- _Gekozen fragment_
Ik zit al een tijdje te wachten op een voetballer die weigert voor een club te tekenen uit ethische overwegingen. Wie wil monsterlonen verdienen op de kap van slavenarbeid en criminaliteit? De Thaise Premier Thaksin werd zijn land uitgejaagd wegens massale corruptie.Nu resideert hij in Engeland en financiert hij zijn voetbalploeg in de Premier Leauge (ik twijfel of het Everton of Manchester City was). Roman Abramovitsj bouwde zijn kapitaal op in de schimmige periode vlak na de ineenstorting van de Soviet-Unie. In zijn mijnen en fabrieken worden Centraal-Aziatische migranten tewerkgesteld tegen hongerlonen en is de arbeidsveiligheid ondermaats. Ik herhaal: wanneer weigert een voetbalspeler eens voor een club te tekenen waarvan geweten is dat het zijn spelers betaald met geld van kapitalisten en ego's zonder scrupules ? Dát zou pas een statement zijn.
Vorige zaterdag nam ik deel aan de Holle Wegen jogging in Hoegaarden. Een lastige loop over een zwaargolvend parcours met fraaie uitzichten. Ik had me voorgenomen om me hier eens te testen. Een beetje als vergelijking met de Ekiden in Brussel van vorig jaar waar ik toen zeer diep ging. Deze keer had ik de voorbereiding iets professioneler aangevat en had ik zelfs een middeltje op de kop kunnen tikken tegen overactieve darmen. Uiteindelijk leverde dit een mooie 10de plaats op in de 8 km in een mooie tijd van 32.00 min. Volgend jaar ga ik voor een top vijf plaats in deze jogging waarvan het parcours op mijn maat geschreven is. Dit zal niet simpel zijn, wetende dat ik echt alles uit de kas haalde, maar pieken doet presteren...

- _Verzameld materiaal_
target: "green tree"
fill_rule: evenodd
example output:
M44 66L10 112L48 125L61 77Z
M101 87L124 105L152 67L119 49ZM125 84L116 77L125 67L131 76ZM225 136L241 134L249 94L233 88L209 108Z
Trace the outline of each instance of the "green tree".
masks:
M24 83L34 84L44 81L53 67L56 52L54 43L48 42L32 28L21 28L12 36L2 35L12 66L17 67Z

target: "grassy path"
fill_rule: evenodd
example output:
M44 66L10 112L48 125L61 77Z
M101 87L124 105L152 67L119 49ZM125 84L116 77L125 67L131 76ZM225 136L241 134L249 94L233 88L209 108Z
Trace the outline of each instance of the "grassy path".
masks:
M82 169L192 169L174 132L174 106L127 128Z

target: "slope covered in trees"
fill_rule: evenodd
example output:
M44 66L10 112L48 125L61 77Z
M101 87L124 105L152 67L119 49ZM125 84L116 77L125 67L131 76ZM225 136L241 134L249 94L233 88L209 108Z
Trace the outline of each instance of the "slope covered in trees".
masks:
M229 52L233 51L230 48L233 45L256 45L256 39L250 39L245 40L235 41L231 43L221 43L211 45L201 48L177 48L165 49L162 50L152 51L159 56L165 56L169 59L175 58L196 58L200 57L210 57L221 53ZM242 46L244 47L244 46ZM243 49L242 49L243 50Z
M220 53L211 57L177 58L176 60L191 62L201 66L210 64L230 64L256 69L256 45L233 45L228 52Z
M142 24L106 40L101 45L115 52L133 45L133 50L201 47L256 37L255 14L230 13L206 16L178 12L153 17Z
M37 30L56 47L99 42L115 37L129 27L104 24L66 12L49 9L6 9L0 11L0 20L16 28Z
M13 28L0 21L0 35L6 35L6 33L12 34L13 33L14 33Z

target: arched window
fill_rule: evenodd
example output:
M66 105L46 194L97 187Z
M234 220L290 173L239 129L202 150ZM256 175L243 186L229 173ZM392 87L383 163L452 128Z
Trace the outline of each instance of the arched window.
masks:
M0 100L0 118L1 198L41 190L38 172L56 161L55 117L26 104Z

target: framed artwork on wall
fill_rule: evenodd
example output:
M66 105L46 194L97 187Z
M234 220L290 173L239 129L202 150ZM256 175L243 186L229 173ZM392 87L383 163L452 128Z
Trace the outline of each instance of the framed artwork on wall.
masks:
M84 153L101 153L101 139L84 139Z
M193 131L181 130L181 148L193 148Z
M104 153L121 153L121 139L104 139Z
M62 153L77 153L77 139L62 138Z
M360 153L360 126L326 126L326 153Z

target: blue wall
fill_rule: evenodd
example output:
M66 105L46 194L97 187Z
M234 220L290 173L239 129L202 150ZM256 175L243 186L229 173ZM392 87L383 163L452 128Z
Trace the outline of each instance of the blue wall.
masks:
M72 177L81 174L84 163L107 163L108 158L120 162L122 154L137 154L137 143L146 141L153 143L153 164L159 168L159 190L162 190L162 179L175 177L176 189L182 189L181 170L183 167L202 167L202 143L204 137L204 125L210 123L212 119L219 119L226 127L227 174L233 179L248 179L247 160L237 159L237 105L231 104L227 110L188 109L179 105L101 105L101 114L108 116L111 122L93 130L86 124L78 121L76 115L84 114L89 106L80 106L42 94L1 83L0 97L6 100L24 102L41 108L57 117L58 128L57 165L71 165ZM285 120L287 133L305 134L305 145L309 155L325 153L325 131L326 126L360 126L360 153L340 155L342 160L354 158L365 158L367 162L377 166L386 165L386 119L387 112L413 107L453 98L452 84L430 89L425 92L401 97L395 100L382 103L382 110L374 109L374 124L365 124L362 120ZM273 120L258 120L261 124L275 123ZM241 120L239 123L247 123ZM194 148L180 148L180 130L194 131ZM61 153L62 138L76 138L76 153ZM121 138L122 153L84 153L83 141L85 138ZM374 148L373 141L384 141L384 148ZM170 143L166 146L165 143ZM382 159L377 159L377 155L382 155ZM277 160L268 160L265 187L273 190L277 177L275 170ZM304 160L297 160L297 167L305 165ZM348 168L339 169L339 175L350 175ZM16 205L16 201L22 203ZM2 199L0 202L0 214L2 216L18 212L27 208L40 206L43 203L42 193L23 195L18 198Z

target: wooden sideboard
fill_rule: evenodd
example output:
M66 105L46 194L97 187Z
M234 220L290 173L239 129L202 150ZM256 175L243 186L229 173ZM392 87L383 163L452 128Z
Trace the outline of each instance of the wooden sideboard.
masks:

- _Opdracht A_
Vat de alinea uit het gekozen fragment die begint met "Vorige zaterdag nam ik deel" samen in een opsomming en behoud daarbij de belangrijkste feiten.
- _Opdracht B_
In welke gemeente vond de Holle Wegen jogging uit het gekozen fragment plaats?
- _Opdracht C_
Schrijf het fragment over voetbal en de Holle Wegen jogging verder, aansluitend op de laatste zin.

- _Antwoord A_
- Vorige zaterdag deelgenomen aan de Holle Wegen jogging in Hoegaarden, een lastige loop over een zwaar golvend parcours met fraaie uitzichten.
- Doel: zich testen, als vergelijking met de Ekiden in Brussel van vorig jaar.
- Voorbereiding deze keer professioneler aangepakt, met zelfs een middeltje tegen overactieve darmen.
- Resultaat: 10de plaats op de 8 km in een tijd van 32.00 min.
- Volgend jaar is een top vijf het doel, op een parcours dat op maat lijkt. Dat wordt niet simpel, want er werd al alles uit de kast gehaald.

- _Antwoord B_
In Hoegaarden.

- _Antwoord C_
Ander heuglijk nieuws uit Olen: Jan Bakelants bekroont zijn voordien al meer dan geslaagde seizoen met een overwinning in de Ronde van de Toekomst. ( http://www.sporza.be/cm/sporza.be/wielrennen/1.380321# )Laat dit een stimulans zijn voor mijn neef Raf die al vanaf zijn eerste beloftenjaar tamelijk sterk gericht is op prestaties. Bakelants bewijst dat het laatste jaar absoluut het belangrijkste is voor belofte wielrenners. Pieken doet presteren en op den bond discussieert men niet met renners die geen uitslagen rijden...
Bakelants rijdt volgend jaar voor Topsport Vlaanderen, na mislukte onderhandelingen met imperialist Lefevre en Lotto. We zijn eens benieuwd. In ieder geval: toen ik gisterenavond een kababke ging afhalen (in de zaak alwaar men 'wietwijn' verkoopt) lag daar de sensatiekrant Het Laatste Nieuws op een tafeltje. Ergens ten midden van de sport trof ik een artikel aan over Tom Boonen's voorbereiding op het WK, in de Ardennen. Boonen, Gilbert, Aerts én Bakelants waren een stevige training gaan afwerken in het Ardense. Ik citeer: " Die Bakelants maakte indruk ". ça va.